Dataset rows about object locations
## Begin

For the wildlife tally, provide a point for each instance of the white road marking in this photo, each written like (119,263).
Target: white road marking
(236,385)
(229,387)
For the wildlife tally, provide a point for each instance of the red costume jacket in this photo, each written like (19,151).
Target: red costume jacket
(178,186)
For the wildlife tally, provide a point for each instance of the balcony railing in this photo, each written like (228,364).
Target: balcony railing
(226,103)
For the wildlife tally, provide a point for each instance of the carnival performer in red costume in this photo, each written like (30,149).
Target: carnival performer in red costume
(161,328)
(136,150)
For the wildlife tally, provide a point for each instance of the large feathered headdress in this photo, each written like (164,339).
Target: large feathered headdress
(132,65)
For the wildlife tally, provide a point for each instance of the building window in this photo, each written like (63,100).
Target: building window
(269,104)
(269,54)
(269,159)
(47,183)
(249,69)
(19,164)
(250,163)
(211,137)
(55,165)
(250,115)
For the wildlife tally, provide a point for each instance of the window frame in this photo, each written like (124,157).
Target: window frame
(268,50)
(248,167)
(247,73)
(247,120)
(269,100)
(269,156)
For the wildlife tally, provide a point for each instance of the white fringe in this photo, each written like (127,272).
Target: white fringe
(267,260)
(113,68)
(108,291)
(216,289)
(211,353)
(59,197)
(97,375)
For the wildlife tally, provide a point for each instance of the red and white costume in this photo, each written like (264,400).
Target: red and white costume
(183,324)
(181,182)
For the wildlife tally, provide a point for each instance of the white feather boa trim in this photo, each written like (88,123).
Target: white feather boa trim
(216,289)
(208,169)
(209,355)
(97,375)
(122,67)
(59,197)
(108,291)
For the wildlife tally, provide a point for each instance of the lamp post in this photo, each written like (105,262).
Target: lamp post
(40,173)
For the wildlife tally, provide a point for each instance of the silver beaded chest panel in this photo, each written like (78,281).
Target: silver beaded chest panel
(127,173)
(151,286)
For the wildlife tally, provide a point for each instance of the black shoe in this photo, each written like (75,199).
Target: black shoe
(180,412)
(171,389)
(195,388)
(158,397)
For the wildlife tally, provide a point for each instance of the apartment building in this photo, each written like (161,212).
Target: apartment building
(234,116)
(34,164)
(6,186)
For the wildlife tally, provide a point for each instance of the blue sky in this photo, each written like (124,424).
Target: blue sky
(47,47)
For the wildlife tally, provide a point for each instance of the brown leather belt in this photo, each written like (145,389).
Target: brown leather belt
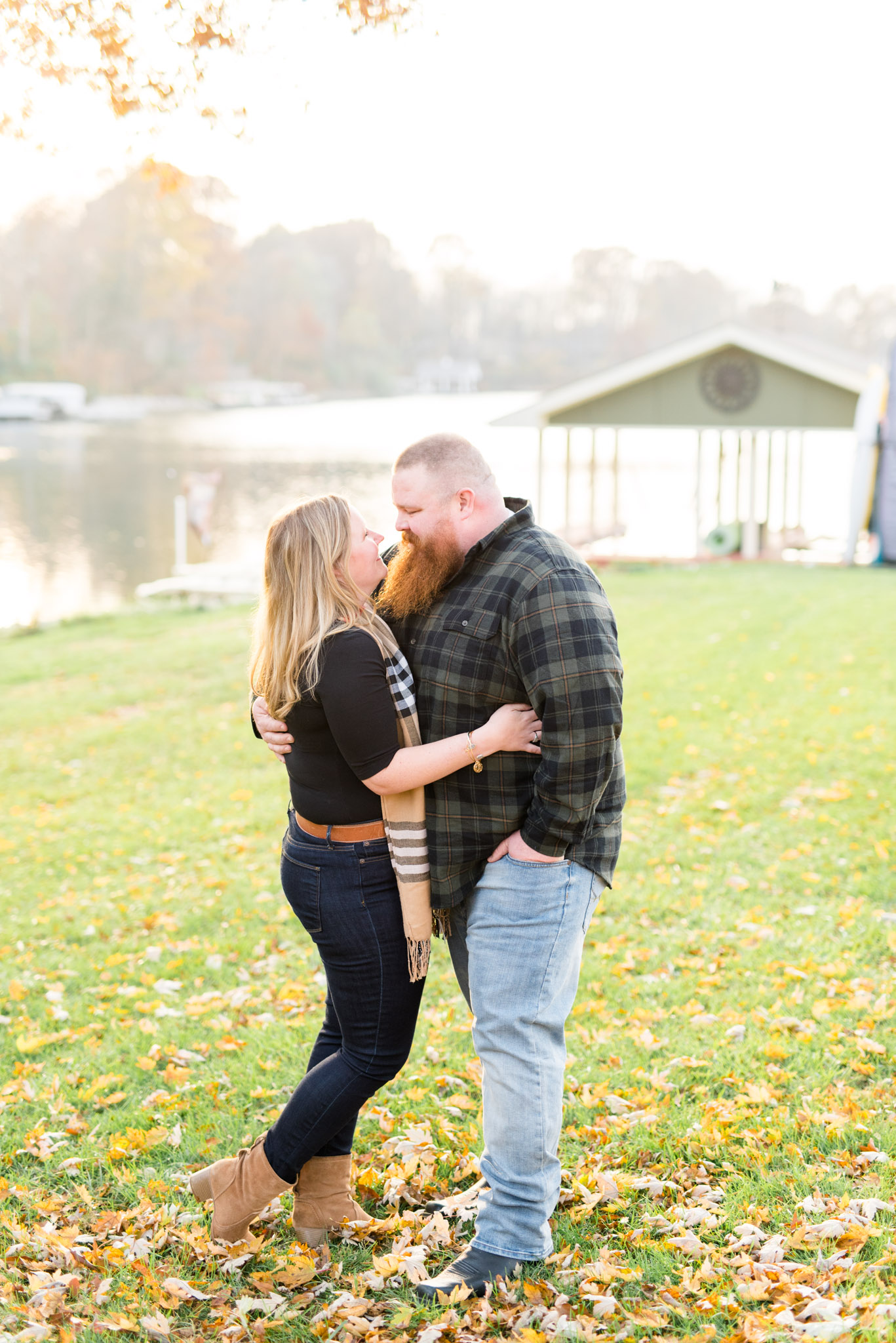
(343,834)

## End

_DIRECTIONS FOR THIS TASK_
Update the rows above by changing every "wildlife tally" to "parade survey" and keeping everything else the same. Omit the pictures from your answer.

_ANSWER FOR THE TASK_
For the parade survey, provide a point for each instance of the white road marking in this photo, each written like (119,263).
Target: white road marking
(236,385)
(229,387)
For the parade survey, provide a point for each instance of the red costume jacket in this photo, each written like (19,151).
Target: red costume jacket
(178,186)
For the parade survey, provide a point for each instance of the balcony railing in this photo, each written like (228,364).
Target: balcony railing
(226,103)
For the parade survey, provide a point for each instance of the carnival performer in red costume in this photo, each written like (30,149).
Target: carnival performer in red costume
(161,328)
(136,150)
For the parade survey, provide a point for each instance of the large feathered headdress in this photo, each written like (164,339).
Target: large feathered headdress
(132,65)
For the parade survey, provide a point for each instance of the building window in this photo, each written like (63,100).
Target: building window
(269,104)
(269,54)
(269,159)
(47,183)
(249,69)
(19,164)
(250,163)
(211,137)
(55,165)
(250,115)
For the parade survey, provide a point for each instance of the window frame in this photo, each written like (124,157).
Target: window frame
(268,50)
(248,167)
(247,73)
(247,120)
(269,100)
(269,156)
For the parade survey, provide a point for each instance of the white fringe in this photo, each written like (127,272).
Target: white fringe
(267,260)
(113,68)
(108,291)
(216,289)
(211,353)
(59,197)
(97,375)
For the parade survey, provide a point for each instance of the red and white costume in this photo, each written like (264,400).
Target: red and white costume
(183,324)
(181,182)
For the parade survey, provide a point for each instance of the white feather boa trim in this photo, each written like (88,123).
Target: white feather boa trim
(216,289)
(208,169)
(209,355)
(97,375)
(122,67)
(59,197)
(108,291)
For the parade survey, provide a point for each instance of the lamp post in this photo, each written like (105,262).
Target: lamp post
(40,173)
For the parade survey, provide a point for each instance of the silver beaded chest panel in this photo, each written like (78,281).
Target: silver beaded chest panel
(127,173)
(151,286)
For the parade survey, provide a point for each instance of the black shoe in this photo, each written like (75,199).
Target: black shoe
(180,412)
(171,389)
(195,388)
(158,397)
For the parade survey, provide a point for each instance of the apartment building in this photo, each written like (161,212).
Target: apartment building
(234,116)
(34,164)
(6,186)
For the parade survey, provide a point for each instance of the blue sky in this photo, each written like (124,424).
Target: blue sky
(47,47)
For the parade survey, provide a point for each instance of the brown leather belt in this photo, each written like (145,389).
Target: brown leather belt
(343,834)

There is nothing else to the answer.